## start

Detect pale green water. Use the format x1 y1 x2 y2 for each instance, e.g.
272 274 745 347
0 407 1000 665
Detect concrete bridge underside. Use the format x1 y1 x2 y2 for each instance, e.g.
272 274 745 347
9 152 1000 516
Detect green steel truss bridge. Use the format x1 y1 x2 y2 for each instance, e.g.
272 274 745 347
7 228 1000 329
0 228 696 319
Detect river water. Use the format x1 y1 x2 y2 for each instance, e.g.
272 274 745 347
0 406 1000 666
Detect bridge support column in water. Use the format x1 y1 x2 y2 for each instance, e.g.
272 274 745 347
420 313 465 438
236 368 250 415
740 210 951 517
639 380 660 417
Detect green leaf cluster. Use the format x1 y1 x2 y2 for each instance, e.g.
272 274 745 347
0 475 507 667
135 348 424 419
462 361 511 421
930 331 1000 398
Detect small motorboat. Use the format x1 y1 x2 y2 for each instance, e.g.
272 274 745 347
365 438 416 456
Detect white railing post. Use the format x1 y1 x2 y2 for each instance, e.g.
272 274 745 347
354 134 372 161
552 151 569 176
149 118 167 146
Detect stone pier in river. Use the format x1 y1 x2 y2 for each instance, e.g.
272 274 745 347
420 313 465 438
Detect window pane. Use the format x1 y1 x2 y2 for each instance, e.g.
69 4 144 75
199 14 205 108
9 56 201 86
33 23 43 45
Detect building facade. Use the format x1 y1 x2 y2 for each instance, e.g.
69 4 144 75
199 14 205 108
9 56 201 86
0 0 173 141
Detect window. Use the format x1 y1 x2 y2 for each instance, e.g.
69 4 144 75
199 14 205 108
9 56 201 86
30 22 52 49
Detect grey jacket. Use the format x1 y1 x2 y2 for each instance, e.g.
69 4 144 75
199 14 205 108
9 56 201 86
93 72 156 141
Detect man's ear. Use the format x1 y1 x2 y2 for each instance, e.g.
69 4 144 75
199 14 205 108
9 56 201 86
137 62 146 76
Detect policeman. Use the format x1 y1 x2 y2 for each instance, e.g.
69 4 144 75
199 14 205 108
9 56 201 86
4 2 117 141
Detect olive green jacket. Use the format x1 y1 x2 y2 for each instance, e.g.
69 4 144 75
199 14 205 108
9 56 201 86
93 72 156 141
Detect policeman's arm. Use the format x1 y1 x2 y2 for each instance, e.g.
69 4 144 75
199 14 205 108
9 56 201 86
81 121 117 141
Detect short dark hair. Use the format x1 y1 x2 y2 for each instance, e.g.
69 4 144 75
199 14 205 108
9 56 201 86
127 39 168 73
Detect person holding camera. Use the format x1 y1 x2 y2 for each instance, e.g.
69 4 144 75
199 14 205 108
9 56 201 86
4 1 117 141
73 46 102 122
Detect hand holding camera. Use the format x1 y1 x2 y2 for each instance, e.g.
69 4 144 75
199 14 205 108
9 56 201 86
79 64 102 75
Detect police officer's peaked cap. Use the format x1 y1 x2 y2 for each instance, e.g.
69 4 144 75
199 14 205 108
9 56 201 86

## end

Swap "Detect" for "Locate" throughout the items above and change nothing else.

● **Exercise result**:
Locate pale green water. Use the format x1 y1 x2 y2 for each instance, e.g.
272 274 745 347
0 407 1000 665
Locate concrete bridge underside. Use the format x1 y1 x2 y2 for each instance, e.g.
272 274 745 347
9 152 1000 516
Locate green steel truss bridge. Use the format x1 y1 x2 y2 for each instance, e.g.
272 274 745 347
7 228 1000 329
0 228 696 319
Locate river water. Use the format x1 y1 x2 y2 for each instance, e.g.
272 274 745 347
0 406 1000 666
Locate bridge support column in water. Use the format x1 y1 x2 y2 for each instance, e.g.
272 274 745 347
420 313 465 438
236 368 250 415
740 210 951 517
639 380 660 417
Locate green leaf cluster. Use the format x1 y1 x2 y2 for each instance, e.g.
272 274 745 347
0 475 507 667
135 348 424 419
462 361 511 421
930 331 1000 398
Locate small motorboat. Use the format x1 y1 x2 y2 for each instance, e.g.
272 274 745 347
365 438 416 456
Locate white railing post. Use the format x1 y1 x2 y2 for each instance, e.g.
272 274 745 347
354 134 372 161
552 151 569 176
149 118 167 146
Locate stone pier in river. Use the format x1 y1 x2 y2 for each instance, e.g.
272 274 745 347
420 313 465 438
Locate window pane. Use the format x1 y1 x2 y2 for each instance, e.g.
69 4 144 75
199 14 205 108
9 56 201 86
33 23 43 45
Locate building facade. Use the format x1 y1 x2 y2 for each instance, e.g.
69 4 144 75
199 14 205 108
9 56 201 86
0 0 173 141
Locate window. Use the format x1 y1 x2 y2 for each instance, e.g.
69 4 144 75
199 14 205 108
9 56 201 86
30 22 52 49
Locate grey jacket. Use the format x1 y1 x2 y2 for each instance, e.g.
69 4 144 75
199 14 205 108
9 56 201 86
93 72 156 141
Locate man's ear. Use the format x1 y1 x2 y2 for each instance, e.g.
69 4 144 75
199 14 205 108
9 56 201 86
137 62 146 76
Locate policeman. Use the format x1 y1 x2 y2 for each instance, e.g.
69 4 144 75
199 14 205 108
9 56 201 86
4 2 117 141
Locate olive green jacket. Use the format x1 y1 x2 y2 for each instance, e.g.
69 4 144 75
199 14 205 108
9 56 201 86
93 72 156 141
Locate policeman's arm. Use the format x1 y1 x2 y2 for each instance, e.g.
69 4 144 75
199 14 205 108
9 56 201 86
81 121 117 141
Locate short dark hair. Use the format x1 y1 x2 y2 for each instance, e.g.
69 4 144 75
199 14 205 108
9 56 201 86
127 39 168 73
Locate person holding camera. Use the format x1 y1 x2 y2 for each instance, e.g.
69 4 144 75
199 14 205 108
9 56 201 86
4 1 117 141
73 46 102 122
Locate hand holding camera. Use the format x1 y1 x2 y2 for each instance, e.g.
69 4 144 75
199 14 205 108
9 56 201 86
79 64 102 75
Locate police officer's peaked cap. Use the format x1 y1 x2 y2 for each instance, e.g.
69 4 144 75
199 14 205 108
9 56 201 86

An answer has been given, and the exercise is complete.